**Cosa si chiede**
1. Nell'intervista sul coaching, quale ruolo ricopriva Stefano Selvini presso Lenze?
2. Trascrivi senza modifiche il passo dell'intervista sul coaching che comincia con "Buongiorno Stefano, come" e termina con "mondo del coaching?".
3. Prosegui l'intervista sul coaching a Stefano Selvini dal punto in cui il testo si ferma.

**Testo fornito**
=====

A chi ricerca un coach, Stefano Selvini consiglia di: “valutare la reale esperienza sul campo e la professionalità del coach a cui ci si rivolge, le sue competenze reali”.
Scopriamo cosa significa nel concreto essere un coach e quali sono le competenze necessarie per ricoprire questo ruolo sempre più ricercato dalle imprese. Per capirlo ci accompagna nel nostro cammino Stefano Selvini, coach del gioco e della leggerezza.
di Federica Conti
Mai come negli ultimi anni si è sentito sempre più spesso parlare di coaching, una metodologia di sviluppo personale attraverso la quale una persona supporta un cliente o un allievo nel raggiungimento di uno specifico obiettivo, professionale, umano o sportivo. Che cosa vuol dire però, nel concreto, essere un coach? Quali sono le competenze necessarie per ricoprire questo ruolo sempre più ricercato dalle aziende? Ne parliamo con Stefano Selvini, coach, come ama definirsi lui stesso, del gioco e della leggerezza.
Buongiorno Stefano, come nasce la tua idea di diventare un coach?
È un’idea che ho maturato nel tempo, dopo aver vissuto alcune esperienze lavorative in grandi realtà come Lenze Lenze. Qui ho lavorato per diversi anni come Responsabile Amministrativo, un’esperienza molto importante, intensa e formativa, fondamentale per la mia crescita professionale e, prima ancora, umana.
Nel 2011, dopo quasi sei anni in Lenze, a causa di una mia necessità personale, ho deciso di intraprendere un nuovo percorso in un’altra azienda, più vicino a casa, dove lavoro come Group Controller. È qui che ho compreso ancora di più come il mio vero interesse fosse la crescita delle persone.
Quali sono stati i suoi primi passi verso il mondo del coaching?
Prima di compiere qualsiasi passo è fondamentale la presa di coscienza: nel mio caso questa è avvenuta durante la frequentazione di un corso di PNL (ndr: Programmazione Neurolinguistica) per sviluppare la mia carriera. Dagli esercizi sui miei obiettivi di crescita professionale e dall’incontro con diversi coach, infatti, ho capito che il mio vero desiderio non era quello che avevo in mente, ossia diventare CFO di un gruppo internazionale. Ho capito, invece, che i miei obiettivi erano altri: prima ancora del risultato, a me interessava il percorso, il viaggio, la sfida. Desideravo mettermi in gioco ogni giorno, aiutando le persone a percorrere correttamente la loro strada. Sentivo il bisogno di partecipare alle sfide degli altri. Quando le persone liberano il loro potenziale stanno bene, riescono a esprimere la loro vera natura.

=====

**Record forniti**
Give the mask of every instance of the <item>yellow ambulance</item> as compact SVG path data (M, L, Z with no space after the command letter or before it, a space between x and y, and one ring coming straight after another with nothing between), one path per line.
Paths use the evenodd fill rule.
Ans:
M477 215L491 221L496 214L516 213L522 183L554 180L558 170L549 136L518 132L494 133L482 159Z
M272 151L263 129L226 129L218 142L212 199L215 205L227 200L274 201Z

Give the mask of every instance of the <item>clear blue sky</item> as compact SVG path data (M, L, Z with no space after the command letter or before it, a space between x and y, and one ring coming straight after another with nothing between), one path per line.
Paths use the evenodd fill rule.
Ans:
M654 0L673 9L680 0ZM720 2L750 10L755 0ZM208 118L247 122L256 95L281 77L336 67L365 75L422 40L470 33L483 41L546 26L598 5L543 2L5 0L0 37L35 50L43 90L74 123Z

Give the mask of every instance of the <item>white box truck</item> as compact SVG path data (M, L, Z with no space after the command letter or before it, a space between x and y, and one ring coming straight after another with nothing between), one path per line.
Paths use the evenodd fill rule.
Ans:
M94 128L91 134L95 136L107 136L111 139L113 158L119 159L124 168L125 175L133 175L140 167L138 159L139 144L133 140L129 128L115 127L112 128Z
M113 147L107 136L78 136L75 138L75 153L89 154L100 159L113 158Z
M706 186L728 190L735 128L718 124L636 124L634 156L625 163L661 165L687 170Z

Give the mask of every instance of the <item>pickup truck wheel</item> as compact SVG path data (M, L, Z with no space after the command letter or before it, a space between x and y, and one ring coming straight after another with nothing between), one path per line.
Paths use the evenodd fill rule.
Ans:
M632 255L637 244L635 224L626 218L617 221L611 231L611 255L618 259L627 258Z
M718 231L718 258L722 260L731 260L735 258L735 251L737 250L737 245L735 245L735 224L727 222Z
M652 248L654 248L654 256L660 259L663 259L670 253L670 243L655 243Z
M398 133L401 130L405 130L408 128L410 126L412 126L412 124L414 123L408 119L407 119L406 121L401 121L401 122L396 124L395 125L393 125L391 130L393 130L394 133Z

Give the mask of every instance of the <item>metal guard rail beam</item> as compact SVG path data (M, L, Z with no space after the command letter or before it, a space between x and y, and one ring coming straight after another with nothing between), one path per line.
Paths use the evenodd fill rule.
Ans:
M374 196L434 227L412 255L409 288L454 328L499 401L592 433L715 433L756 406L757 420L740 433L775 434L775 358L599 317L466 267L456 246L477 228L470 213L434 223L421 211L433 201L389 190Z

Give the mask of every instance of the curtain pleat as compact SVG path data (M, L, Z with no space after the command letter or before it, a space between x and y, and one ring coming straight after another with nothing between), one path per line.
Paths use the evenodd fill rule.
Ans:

=====

**Risposte**
1. Responsabile Amministrativo.

2.
Buongiorno Stefano, come nasce la tua idea di diventare un coach?
È un’idea che ho maturato nel tempo, dopo aver vissuto alcune esperienze lavorative in grandi realtà come Lenze Lenze. Qui ho lavorato per diversi anni come Responsabile Amministrativo, un’esperienza molto importante, intensa e formativa, fondamentale per la mia crescita professionale e, prima ancora, umana.
Nel 2011, dopo quasi sei anni in Lenze, a causa di una mia necessità personale, ho deciso di intraprendere un nuovo percorso in un’altra azienda, più vicino a casa, dove lavoro come Group Controller. È qui che ho compreso ancora di più come il mio vero interesse fosse la crescita delle persone.
Quali sono stati i suoi primi passi verso il mondo del coaching?

3.
Stefano Selvini durante una sessione di coach, “un’idea che ho maturato nel tempo, dopo aver vissuto alcune esperienze lavorative in grandi realtà come Lenze”.
Che cosa significa, nel concreto, fare coaching?
Ti racconto un aneddoto che lo spiega in modo chiaro: in un ranch, dove vivono un coach e suo figlio, un giorno arriva un nuovo cavallo. Loro non sanno di chi sia e desiderano riportarlo a casa; il padre si mette quindi in cammino accompagnando il cavallo al suo luogo d’origine. Al suo ritorno senza l’animale, il figlio gli chiede come abbia fatto, poiché non conosceva la strada. Lui risponde “Mi sono solo affiancato al cavallo e l’ho accompagnato nel suo cammino: lui la strada la conosceva già, gli ho solo impedito di prendere delle deviazioni”. Questo è il mio lavoro: io non mostro la strada alle persone, le accompagno nel loro viaggio e verso il loro obiettivo, dando loro consapevolezza quando rischiano di allontanarsi dal percorso. Il focus del mio lavoro non è chiedere ai clienti perché siano finiti su quella strada, ma aiutarli a uscirne, con una prospettiva rivolta al futuro.
Qual è stato il tuo percorso formativo per diventare coach?
Ho frequentato più di 100 giornate d’aula per prepararmi come coach, e continuo ancora oggi: è una formazione costante, in cui occorre restare aggiornati. Al giorno d’oggi, invece, ci sono purtroppo tanti giovani che vogliono diventare coach – se posso permettermi – un po’ a caso, senza seguire un percorso di crescita strutturato. Io credo però che spesso non sia sufficiente uscire da una scuola di coaching per definirsi un vero coach, ma che occorra specializzarsi in un contesto specifico, acquisire delle competenze ad hoc, continuare a imparare.
Che tipo di approccio adotti nei tuoi incontri?
Come coach adotto un approccio coinvolgente attraverso lo strumento del gioco. Mi piace lavorare sulla felicità, sul benessere delle persone, prendendo un contesto ludico e applicandolo nell’apprendimento e nella scoperta di situazioni reali e serie. In particolare, utilizzo il metodo Lego Serious Play: attraverso i mattoncini colorati, infatti, ognuno costruisce la propria identità, scegliendo dettagli che raccontano molto di sé. Nulla è casuale, anzi, ogni dettaglio è scelto e voluto, anche inconsapevolmente: spesso, infatti, le persone attribuiscono un significato del pezzo utilizzato solo a posteriori. Posso affermare che con questo strumento emergono degli aspetti della personalità molto interessanti, mai scontati.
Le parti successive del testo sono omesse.